- _Your objective_: Carry on writing the documentation-update notes below from the point where they end.

- _Article_:
_ _ _ _

Documentation update

Component(s) Affected

Recipe engine / data (pkg/recipe)
Docs/examples (docs/, examples/)

Implementation Notes

docs/contributor/data.md — Adds a ### Criteria-Wildcard Overlays subsection under ## Multi-Level Inheritance, alongside the existing ### Mixin Composition section. Covers:

How the resolver's all-match behavior drives this pattern
Worked example with gb200-any-training.yaml and resulting appliedOverlays list
-any- naming convention
When to prefer criteria-wildcard overlays vs mixins (table)
Caveat: only appropriate when values are uniform across the wildcard dimension (H100 NCCL targets diverge by cloud, so they correctly stay inline)

docs/integrator/recipe-development.md — Adds a cross-cutting-overlays bullet to the overview and a short inline example. Links to the contributor-doc section for details.

_ _ _ _

- _Excerpted data_:
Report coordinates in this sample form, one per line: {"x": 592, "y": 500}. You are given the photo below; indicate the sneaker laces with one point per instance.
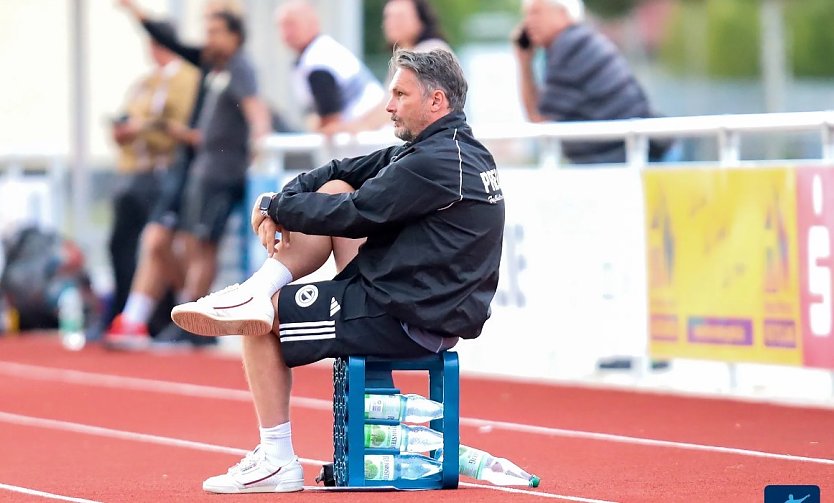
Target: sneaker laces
{"x": 219, "y": 292}
{"x": 249, "y": 460}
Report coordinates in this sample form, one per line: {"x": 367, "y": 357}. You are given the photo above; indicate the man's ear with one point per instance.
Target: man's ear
{"x": 438, "y": 100}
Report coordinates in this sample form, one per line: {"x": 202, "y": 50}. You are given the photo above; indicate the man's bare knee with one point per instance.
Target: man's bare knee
{"x": 336, "y": 187}
{"x": 156, "y": 240}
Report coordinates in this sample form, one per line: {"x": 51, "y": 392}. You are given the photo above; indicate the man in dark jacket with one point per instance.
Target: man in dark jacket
{"x": 586, "y": 78}
{"x": 433, "y": 214}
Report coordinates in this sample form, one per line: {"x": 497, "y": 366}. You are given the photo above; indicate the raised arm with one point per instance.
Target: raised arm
{"x": 189, "y": 53}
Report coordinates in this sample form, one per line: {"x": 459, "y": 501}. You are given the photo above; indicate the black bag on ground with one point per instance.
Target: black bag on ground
{"x": 39, "y": 265}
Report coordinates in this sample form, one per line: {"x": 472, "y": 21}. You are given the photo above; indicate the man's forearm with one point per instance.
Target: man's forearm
{"x": 529, "y": 91}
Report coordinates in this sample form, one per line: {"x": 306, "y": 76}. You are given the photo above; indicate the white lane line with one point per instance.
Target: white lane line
{"x": 36, "y": 372}
{"x": 196, "y": 390}
{"x": 54, "y": 424}
{"x": 623, "y": 439}
{"x": 544, "y": 495}
{"x": 43, "y": 494}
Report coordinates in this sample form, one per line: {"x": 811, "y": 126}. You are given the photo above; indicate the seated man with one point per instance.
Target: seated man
{"x": 433, "y": 215}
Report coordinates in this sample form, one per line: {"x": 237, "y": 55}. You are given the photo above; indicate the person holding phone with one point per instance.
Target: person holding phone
{"x": 157, "y": 105}
{"x": 585, "y": 79}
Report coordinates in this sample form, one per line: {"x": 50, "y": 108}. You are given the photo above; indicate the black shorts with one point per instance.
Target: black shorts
{"x": 207, "y": 205}
{"x": 331, "y": 319}
{"x": 166, "y": 209}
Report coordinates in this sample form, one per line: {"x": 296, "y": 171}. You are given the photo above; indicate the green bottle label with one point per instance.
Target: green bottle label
{"x": 382, "y": 436}
{"x": 382, "y": 407}
{"x": 471, "y": 461}
{"x": 379, "y": 467}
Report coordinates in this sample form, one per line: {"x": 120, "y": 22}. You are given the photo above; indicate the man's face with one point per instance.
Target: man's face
{"x": 220, "y": 42}
{"x": 543, "y": 21}
{"x": 409, "y": 109}
{"x": 294, "y": 29}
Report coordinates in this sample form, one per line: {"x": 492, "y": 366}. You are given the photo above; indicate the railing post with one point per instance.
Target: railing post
{"x": 637, "y": 150}
{"x": 729, "y": 148}
{"x": 827, "y": 133}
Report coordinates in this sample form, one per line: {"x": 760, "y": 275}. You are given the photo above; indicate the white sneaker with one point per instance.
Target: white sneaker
{"x": 231, "y": 311}
{"x": 255, "y": 474}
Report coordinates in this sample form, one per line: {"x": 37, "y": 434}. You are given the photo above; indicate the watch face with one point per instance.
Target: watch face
{"x": 265, "y": 203}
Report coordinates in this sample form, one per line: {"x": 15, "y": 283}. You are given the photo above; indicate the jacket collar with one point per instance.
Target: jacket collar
{"x": 449, "y": 121}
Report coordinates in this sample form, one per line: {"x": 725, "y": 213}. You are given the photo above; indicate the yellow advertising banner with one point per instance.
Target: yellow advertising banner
{"x": 722, "y": 263}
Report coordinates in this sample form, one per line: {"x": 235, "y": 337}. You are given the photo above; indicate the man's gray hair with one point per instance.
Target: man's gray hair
{"x": 437, "y": 69}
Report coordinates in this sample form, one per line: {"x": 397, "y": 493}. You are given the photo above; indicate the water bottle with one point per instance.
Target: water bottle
{"x": 482, "y": 465}
{"x": 410, "y": 408}
{"x": 403, "y": 437}
{"x": 402, "y": 466}
{"x": 71, "y": 318}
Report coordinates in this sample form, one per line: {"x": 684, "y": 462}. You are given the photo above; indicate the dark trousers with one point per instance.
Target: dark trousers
{"x": 132, "y": 204}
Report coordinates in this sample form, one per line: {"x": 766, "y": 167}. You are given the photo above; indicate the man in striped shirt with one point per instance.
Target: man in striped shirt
{"x": 586, "y": 78}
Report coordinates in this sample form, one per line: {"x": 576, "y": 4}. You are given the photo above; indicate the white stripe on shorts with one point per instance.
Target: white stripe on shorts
{"x": 322, "y": 330}
{"x": 308, "y": 324}
{"x": 296, "y": 338}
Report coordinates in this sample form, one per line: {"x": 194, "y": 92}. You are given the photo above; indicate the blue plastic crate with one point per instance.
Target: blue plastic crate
{"x": 353, "y": 377}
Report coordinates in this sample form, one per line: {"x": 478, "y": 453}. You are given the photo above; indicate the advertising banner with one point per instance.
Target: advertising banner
{"x": 723, "y": 272}
{"x": 815, "y": 212}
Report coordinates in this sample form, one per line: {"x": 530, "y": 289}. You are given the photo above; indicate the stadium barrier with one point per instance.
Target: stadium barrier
{"x": 574, "y": 282}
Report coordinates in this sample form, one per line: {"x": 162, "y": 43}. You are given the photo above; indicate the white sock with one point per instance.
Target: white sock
{"x": 183, "y": 298}
{"x": 271, "y": 277}
{"x": 138, "y": 308}
{"x": 277, "y": 443}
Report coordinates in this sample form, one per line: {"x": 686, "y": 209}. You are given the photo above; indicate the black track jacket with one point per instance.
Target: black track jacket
{"x": 433, "y": 213}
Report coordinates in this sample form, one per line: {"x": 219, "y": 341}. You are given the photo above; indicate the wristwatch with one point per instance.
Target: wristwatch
{"x": 264, "y": 203}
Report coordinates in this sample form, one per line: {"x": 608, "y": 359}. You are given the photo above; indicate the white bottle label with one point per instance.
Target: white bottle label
{"x": 471, "y": 462}
{"x": 382, "y": 407}
{"x": 379, "y": 467}
{"x": 382, "y": 436}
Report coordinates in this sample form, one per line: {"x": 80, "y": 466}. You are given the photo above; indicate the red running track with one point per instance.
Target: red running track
{"x": 111, "y": 427}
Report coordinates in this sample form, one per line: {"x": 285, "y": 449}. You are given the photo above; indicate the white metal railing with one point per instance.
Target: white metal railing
{"x": 726, "y": 129}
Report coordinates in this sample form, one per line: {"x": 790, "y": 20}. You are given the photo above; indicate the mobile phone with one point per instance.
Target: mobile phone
{"x": 523, "y": 40}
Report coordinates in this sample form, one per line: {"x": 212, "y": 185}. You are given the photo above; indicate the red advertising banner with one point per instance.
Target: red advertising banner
{"x": 815, "y": 233}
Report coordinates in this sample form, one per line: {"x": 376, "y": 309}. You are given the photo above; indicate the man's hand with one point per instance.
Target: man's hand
{"x": 127, "y": 131}
{"x": 524, "y": 56}
{"x": 266, "y": 234}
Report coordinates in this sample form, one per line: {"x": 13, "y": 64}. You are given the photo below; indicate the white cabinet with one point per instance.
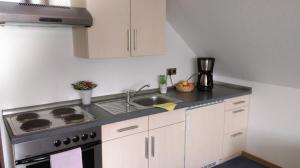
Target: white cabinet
{"x": 130, "y": 144}
{"x": 121, "y": 29}
{"x": 126, "y": 152}
{"x": 148, "y": 27}
{"x": 204, "y": 135}
{"x": 236, "y": 121}
{"x": 234, "y": 143}
{"x": 167, "y": 146}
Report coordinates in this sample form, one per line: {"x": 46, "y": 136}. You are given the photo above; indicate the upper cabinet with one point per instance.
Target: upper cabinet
{"x": 122, "y": 29}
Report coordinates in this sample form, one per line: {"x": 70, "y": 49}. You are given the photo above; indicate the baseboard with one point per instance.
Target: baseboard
{"x": 259, "y": 160}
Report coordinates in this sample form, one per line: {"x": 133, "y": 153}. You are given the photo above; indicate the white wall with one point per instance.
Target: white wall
{"x": 255, "y": 40}
{"x": 37, "y": 66}
{"x": 274, "y": 122}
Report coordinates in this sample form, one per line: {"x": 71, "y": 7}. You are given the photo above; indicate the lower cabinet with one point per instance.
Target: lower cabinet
{"x": 204, "y": 136}
{"x": 160, "y": 147}
{"x": 167, "y": 147}
{"x": 126, "y": 152}
{"x": 234, "y": 143}
{"x": 194, "y": 138}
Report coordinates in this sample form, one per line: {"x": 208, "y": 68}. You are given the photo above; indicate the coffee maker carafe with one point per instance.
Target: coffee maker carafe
{"x": 205, "y": 77}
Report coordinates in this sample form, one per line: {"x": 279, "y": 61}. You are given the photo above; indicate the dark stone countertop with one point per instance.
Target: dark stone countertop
{"x": 221, "y": 91}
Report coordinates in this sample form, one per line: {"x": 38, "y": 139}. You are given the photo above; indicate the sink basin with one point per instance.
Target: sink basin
{"x": 137, "y": 103}
{"x": 150, "y": 100}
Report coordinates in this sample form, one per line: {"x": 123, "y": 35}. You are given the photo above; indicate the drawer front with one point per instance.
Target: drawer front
{"x": 236, "y": 102}
{"x": 167, "y": 118}
{"x": 234, "y": 143}
{"x": 124, "y": 128}
{"x": 236, "y": 119}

_ _ _ _

- _Task result_:
recipes/overlays/{gb200,b200}-any-training.yaml — 8-line header comment on each, explaining the pattern and pointing to the doc section.

No code changes. No schema changes. Pure documentation + YAML comments.

Testing

yamllint recipes/overlays/gb200-any-training.yaml recipes/overlays/b200-any-training.yaml
# Exit 0 — no issues

# Sanity check: gb200-any-training still loads and contributes nccl-all-reduce-bw >= 720
aicr recipe --service eks --accelerator gb200 --intent training --os ubuntu | grep -E "gb200-any-training|>= 720"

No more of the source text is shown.